Article =>

In this notebook, we'll be working with a simple dataset on fictional book sales to practice some basic pandas operations. Let's get started!

## Step 1: Setup

*You may ignore the code in this cell. You must still execute it.*

The cell below creates the dataset.

In [4]:
# Sample data for demonstration.

data = """Title,Author,Genre,Price,Sold
The Great Tale,John Doe,Fiction,15,1500
Mystery of the Night,Jane Smith,Mystery,20,890
Learning Pandas,Alice Johnson,Education,25,340
Journey to the Stars,Bob Brown,Sci-fi,18,2200
History Repeats,Peter G.,History,22,500
"""

with open("book_sales.csv", "w") as file:
    file.write(data)

## Step 2: Reading the Dataset

We will start by loading our dataset. This dataset contains the sales data of fictional books.


In [13]:
import pandas

df = pandas.read_csv("book_sales.csv")

df.head()

Unnamed: 0,Title,Author,Genre,Price,Sold
0,The Great Tale,John Doe,Fiction,15,1500
1,Mystery of the Night,Jane Smith,Mystery,20,890
2,Learning Pandas,Alice Johnson,Education,25,340
3,Journey to the Stars,Bob Brown,Sci-fi,18,2200
4,History Repeats,Peter G.,History,22,500


Alternatively, you can also read `.xlsx` files using the command `pd.read_excel('excel_file.xlsx', sheet_name='sheet_name')`

Writing `pandas.read_csv` can be impractical. An alternative is to create an abbreviation for the pandas library. Writing `pandas.read_csv` can be impractical. An alternative is to create an abbreviation for the pandas library. You can do this with `import pandas as pd`. Try now to load the dataset using this abbreviation.

Exercise requirements => What are the genres of the books in the pandas notebook above? List every one.

Dataset extract =>
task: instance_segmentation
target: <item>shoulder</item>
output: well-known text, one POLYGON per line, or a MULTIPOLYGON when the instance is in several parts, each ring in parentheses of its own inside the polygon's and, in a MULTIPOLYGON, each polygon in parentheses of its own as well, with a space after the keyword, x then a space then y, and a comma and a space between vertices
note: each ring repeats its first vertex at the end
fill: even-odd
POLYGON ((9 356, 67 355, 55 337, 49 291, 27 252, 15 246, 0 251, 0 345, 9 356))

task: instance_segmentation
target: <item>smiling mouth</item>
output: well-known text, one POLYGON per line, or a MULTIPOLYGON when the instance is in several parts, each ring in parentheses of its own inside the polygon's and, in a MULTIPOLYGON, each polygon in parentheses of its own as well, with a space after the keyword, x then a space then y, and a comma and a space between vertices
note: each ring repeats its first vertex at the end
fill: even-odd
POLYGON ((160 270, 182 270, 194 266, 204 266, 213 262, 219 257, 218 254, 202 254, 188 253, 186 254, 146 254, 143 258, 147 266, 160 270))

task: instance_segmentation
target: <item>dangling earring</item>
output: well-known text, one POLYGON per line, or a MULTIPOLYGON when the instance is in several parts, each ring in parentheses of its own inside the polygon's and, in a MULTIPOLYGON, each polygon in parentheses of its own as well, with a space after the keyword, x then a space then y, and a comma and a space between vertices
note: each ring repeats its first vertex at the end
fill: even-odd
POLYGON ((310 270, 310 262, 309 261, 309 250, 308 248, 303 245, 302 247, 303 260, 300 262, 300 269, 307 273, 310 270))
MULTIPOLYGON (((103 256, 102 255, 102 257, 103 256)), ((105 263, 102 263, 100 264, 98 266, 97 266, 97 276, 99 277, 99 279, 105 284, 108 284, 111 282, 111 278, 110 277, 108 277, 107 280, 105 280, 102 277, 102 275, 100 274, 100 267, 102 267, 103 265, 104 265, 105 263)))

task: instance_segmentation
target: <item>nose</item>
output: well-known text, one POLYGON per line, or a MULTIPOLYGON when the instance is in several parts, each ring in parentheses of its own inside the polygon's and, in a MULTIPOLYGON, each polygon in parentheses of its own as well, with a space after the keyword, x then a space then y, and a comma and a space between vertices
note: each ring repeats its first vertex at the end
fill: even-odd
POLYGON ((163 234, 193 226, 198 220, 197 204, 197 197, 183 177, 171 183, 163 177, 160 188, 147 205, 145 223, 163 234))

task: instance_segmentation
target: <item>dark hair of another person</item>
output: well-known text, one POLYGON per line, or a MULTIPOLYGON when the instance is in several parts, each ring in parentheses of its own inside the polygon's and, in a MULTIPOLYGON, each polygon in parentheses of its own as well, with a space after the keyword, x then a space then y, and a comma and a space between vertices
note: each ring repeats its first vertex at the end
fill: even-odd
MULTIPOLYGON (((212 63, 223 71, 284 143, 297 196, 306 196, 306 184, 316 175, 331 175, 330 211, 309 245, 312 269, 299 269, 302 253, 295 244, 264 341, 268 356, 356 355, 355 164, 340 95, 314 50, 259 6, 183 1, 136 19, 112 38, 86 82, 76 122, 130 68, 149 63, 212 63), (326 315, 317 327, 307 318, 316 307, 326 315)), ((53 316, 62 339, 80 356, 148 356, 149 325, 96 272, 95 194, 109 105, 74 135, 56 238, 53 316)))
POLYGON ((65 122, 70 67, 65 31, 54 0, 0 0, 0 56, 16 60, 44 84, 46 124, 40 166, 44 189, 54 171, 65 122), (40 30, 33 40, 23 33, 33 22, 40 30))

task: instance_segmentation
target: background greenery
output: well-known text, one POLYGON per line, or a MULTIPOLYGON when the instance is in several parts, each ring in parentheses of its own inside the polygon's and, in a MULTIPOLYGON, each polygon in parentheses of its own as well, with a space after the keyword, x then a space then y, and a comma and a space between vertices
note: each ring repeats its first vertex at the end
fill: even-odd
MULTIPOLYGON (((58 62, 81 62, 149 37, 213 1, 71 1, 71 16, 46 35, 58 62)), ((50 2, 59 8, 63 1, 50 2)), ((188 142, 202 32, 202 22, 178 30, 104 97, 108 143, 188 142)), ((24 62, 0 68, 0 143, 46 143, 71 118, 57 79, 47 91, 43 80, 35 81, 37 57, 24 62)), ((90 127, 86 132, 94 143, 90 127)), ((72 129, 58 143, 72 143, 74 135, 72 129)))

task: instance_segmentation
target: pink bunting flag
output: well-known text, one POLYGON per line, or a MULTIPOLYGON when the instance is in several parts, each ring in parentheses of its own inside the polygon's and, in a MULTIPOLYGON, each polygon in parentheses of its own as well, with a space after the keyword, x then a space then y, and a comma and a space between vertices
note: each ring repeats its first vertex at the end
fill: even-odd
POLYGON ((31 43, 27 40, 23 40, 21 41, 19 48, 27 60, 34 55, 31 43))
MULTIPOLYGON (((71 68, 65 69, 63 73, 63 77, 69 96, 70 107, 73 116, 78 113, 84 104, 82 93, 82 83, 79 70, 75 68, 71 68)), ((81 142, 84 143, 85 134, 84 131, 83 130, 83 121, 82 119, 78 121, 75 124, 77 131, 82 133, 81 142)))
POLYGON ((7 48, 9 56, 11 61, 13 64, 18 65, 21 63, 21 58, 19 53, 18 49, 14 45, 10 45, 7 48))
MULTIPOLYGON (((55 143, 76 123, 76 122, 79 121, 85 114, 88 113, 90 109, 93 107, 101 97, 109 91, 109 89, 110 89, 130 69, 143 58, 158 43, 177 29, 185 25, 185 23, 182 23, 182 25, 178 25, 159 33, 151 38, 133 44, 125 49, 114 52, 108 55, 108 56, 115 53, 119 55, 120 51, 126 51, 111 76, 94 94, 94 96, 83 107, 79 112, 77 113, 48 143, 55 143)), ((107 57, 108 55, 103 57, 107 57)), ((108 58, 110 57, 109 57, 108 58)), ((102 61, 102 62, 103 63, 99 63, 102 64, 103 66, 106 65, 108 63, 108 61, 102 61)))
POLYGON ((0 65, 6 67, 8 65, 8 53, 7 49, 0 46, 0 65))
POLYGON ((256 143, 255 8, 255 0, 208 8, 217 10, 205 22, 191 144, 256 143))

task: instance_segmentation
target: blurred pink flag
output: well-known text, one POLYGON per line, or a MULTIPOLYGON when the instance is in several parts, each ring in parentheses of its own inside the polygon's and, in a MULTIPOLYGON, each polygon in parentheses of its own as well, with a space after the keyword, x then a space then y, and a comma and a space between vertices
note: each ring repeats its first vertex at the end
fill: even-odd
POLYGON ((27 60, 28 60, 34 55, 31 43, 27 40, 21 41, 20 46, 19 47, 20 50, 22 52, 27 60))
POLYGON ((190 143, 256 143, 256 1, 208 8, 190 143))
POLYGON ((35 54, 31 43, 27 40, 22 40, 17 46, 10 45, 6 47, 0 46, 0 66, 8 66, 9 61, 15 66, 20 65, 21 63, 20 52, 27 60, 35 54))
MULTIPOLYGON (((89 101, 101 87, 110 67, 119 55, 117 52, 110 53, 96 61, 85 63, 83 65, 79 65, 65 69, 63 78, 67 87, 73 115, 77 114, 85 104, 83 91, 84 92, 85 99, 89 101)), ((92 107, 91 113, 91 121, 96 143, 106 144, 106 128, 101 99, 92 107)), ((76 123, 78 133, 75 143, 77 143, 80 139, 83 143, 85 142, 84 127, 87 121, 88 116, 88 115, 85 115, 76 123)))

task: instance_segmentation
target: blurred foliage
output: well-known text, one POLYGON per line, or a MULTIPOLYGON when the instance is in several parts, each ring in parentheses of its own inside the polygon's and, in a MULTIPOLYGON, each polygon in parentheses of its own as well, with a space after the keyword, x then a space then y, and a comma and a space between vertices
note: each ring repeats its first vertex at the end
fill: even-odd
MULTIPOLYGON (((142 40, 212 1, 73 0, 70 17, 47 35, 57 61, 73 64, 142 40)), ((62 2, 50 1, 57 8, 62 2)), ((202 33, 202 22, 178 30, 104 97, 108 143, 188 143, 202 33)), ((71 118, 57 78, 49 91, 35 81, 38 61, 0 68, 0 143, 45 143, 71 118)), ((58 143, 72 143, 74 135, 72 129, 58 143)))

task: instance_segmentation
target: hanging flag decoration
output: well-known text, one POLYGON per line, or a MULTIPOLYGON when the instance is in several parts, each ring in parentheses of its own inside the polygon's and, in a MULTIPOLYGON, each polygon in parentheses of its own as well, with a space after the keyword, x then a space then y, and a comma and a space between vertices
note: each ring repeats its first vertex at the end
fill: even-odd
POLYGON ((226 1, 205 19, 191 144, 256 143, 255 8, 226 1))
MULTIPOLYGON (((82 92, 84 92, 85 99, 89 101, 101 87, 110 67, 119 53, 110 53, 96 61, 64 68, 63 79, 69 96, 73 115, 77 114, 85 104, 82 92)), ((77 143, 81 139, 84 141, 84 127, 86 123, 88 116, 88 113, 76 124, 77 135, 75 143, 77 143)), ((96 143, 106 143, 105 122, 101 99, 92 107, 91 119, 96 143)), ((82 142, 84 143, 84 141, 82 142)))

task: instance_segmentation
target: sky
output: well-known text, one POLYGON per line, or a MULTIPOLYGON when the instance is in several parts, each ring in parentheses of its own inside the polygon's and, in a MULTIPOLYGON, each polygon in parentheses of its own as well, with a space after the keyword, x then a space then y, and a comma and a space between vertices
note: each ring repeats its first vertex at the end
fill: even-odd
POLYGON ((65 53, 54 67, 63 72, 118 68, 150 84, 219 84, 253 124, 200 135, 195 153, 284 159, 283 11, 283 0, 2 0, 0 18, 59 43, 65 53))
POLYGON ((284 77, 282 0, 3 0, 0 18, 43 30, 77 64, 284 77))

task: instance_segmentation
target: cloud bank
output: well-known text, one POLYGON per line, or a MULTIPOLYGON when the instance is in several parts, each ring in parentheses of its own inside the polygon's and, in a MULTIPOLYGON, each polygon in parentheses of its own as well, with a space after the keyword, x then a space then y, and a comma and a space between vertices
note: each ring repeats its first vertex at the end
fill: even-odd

Exercise solution => Fiction, Mystery, Education, Sci-fi, History